[Given data]

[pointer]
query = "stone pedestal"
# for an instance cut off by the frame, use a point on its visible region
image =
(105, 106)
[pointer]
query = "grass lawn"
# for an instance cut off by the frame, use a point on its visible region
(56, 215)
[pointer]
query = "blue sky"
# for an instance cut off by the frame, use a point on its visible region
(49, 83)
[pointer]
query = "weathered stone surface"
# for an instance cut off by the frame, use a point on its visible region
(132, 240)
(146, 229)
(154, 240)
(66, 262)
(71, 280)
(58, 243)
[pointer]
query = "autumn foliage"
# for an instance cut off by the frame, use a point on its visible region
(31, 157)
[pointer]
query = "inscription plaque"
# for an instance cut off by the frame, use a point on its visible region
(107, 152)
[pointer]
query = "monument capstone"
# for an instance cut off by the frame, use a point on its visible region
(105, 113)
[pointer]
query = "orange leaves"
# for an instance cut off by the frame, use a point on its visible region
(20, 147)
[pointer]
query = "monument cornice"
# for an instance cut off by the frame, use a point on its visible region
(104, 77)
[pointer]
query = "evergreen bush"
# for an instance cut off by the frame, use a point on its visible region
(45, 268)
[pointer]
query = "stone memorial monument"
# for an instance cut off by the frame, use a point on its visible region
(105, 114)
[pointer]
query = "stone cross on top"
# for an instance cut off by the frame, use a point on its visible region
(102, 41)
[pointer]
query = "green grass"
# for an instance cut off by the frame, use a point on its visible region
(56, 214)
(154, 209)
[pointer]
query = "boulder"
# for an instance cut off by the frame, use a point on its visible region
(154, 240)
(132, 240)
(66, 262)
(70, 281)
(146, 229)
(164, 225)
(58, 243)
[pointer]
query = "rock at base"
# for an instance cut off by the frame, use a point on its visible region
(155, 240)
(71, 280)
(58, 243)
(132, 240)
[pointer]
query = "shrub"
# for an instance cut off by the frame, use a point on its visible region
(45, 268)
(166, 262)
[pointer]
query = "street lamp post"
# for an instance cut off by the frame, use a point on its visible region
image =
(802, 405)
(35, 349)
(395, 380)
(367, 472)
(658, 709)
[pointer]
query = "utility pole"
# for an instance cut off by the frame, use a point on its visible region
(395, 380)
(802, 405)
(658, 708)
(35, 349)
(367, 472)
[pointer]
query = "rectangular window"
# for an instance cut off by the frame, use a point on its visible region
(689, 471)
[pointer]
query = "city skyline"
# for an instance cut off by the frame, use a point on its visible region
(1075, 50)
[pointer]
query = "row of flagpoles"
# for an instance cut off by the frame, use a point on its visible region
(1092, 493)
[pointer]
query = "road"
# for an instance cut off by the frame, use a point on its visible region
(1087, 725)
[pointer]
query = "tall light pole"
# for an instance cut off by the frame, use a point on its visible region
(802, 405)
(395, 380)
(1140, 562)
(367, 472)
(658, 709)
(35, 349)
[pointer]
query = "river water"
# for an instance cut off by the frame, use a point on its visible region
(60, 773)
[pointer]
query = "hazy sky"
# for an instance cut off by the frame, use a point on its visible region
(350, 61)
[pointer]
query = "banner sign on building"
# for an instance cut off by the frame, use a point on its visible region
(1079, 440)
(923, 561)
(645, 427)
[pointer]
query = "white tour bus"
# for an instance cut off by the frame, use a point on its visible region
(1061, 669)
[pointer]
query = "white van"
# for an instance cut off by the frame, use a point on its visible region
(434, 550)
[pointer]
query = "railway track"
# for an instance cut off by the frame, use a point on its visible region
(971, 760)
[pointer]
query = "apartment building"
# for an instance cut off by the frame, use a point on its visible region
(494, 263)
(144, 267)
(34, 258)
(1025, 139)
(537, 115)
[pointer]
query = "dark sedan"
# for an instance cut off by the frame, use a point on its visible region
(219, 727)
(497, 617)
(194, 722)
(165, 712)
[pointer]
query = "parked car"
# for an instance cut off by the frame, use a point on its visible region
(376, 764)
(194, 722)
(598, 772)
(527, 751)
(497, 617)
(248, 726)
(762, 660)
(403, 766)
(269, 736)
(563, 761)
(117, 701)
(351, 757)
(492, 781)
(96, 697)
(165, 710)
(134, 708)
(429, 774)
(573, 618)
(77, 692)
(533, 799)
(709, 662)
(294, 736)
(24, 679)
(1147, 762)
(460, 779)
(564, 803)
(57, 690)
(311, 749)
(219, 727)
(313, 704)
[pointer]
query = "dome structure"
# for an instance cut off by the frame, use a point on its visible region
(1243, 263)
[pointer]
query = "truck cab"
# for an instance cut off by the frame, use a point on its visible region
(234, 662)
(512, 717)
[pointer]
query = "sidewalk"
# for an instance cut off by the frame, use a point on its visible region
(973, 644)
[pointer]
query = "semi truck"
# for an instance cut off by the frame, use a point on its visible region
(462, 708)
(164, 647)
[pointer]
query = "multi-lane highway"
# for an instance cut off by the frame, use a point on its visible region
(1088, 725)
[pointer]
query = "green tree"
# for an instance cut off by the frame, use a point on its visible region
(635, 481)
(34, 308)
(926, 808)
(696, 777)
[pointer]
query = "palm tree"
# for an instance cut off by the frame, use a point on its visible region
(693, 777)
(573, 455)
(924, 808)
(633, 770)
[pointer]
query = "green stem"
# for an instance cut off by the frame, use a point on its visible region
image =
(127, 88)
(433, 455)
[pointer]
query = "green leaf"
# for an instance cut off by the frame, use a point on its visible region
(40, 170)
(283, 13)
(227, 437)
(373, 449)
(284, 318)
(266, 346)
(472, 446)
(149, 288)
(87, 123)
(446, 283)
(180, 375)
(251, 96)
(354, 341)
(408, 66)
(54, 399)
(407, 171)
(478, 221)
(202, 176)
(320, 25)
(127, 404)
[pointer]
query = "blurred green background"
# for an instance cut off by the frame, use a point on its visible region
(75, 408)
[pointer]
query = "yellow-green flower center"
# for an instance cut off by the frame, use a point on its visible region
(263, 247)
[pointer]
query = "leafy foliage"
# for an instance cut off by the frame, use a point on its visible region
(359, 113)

[Try it] On how many lines of the records above does the word "foliage" appear? Answer with only that number.

[Finished exercise] 2